第5回目となった今回のテーマは、「Beyond GIGA(GIGAスクール構想のさらなる向こうへ)」。本イベントでは「新しい環境の選択肢を知っていただくこと」と「既成概念に囚われない教育イノベーターを生み出すこと」を目的に、インフラ、行政、人材育成、教育現場など多彩な切り口で、これからの教育を語る多くのセッションが行なわれた。
本稿ではその一つ、「20xxの未来の教育にXR(VR/AR)テクノロジーがどのように寄与するか?」のセッションをお届けする。国際大学GLOCOM 准教授・主幹研究員の豊福晋平氏を司会・進行に、レノボ・ジャパン合同会社 代表取締役社長のデビットベネット氏、立教大学 大学院人工知能科学研究科 教授 研究科委員長の内山泰伸氏、日本電信電話株式会社 経営企画部門 XR推進担当 担当部長の山下博教氏が参加し、VRなど仮想現実の技術によって未来の教育で何が実現できるのかを議論した。
2次元画面はインタラクティブ性に限界がある?
2020年にGIGAスクール構想がスタートし、全国の小中学校に1人1台の端末が整備された。このかつてない規模の端末導入によって、学校現場では運用面などで多くの問題が出てきているという。
豊福氏は、このセッションで、教育ICTを進めるうえで不足しているものは何か。それを解決するテクノロジーやソリューションは何があるのか。そして、XRによって20xx年の教育に何ができるのかを考えていきたいとした。
最初は問題提起から。豊福氏は、グローバルでも進む教育改革において、教育の情報化は不可欠とされているが、日本はこれに大きく遅れていると指摘。GIGAスクール構想は教育の情報化を世界水準まで上げるものだが、現場の危機感はあまり高くなく、機材が使われずに埋もれてしまうことを危惧していると述べた。

データ ::
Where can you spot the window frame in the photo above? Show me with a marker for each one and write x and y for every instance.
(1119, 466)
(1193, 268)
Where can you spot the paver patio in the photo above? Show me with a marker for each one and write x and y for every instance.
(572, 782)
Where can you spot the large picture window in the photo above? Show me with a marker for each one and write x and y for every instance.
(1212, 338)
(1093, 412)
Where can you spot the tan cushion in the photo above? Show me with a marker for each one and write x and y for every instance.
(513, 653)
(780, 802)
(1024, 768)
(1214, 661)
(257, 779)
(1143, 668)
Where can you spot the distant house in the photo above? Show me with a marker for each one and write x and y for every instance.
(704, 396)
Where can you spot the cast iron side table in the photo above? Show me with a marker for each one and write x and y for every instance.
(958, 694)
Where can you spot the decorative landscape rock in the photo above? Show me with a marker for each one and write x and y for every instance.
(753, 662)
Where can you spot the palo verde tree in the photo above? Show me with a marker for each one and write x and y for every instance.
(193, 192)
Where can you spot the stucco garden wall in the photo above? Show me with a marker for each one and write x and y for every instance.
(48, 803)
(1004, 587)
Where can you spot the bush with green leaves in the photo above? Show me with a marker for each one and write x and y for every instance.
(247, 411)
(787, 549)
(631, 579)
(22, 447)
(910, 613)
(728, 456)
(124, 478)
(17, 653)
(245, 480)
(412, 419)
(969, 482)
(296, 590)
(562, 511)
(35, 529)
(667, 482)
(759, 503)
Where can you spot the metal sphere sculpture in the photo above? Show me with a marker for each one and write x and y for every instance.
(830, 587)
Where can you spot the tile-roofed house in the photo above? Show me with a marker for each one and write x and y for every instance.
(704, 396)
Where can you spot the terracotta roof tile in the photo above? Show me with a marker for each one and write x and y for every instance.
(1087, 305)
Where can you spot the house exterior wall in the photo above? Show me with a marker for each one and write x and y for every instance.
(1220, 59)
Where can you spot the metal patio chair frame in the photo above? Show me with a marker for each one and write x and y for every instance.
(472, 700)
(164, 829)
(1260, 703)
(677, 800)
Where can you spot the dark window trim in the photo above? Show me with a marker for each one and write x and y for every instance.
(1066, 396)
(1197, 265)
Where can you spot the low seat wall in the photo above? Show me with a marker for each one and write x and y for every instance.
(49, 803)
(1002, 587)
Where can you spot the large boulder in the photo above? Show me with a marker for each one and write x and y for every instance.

作業内容 ::
A) 本文によると、第5回目となったイベントのテーマは何か。
B) 本文から、「2次元画面はインタラクティブ性に限界がある?」という語句を含むところで始まり「ことを危惧していると述べた。」で終わる部分を引用せよ。

各作業の結果 ::
A) 「Beyond GIGA(GIGAスクール構想のさらなる向こうへ)」である。

B)
2次元画面はインタラクティブ性に限界がある?
2020年にGIGAスクール構想がスタートし、全国の小中学校に1人1台の端末が整備された。このかつてない規模の端末導入によって、学校現場では運用面などで多くの問題が出てきているという。
豊福氏は、このセッションで、教育ICTを進めるうえで不足しているものは何か。それを解決するテクノロジーやソリューションは何があるのか。そして、XRによって20xx年の教育に何ができるのかを考えていきたいとした。
最初は問題提起から。豊福氏は、グローバルでも進む教育改革において、教育の情報化は不可欠とされているが、日本はこれに大きく遅れていると指摘。GIGAスクール構想は教育の情報化を世界水準まで上げるものだが、現場の危機感はあまり高くなく、機材が使われずに埋もれてしまうことを危惧していると述べた。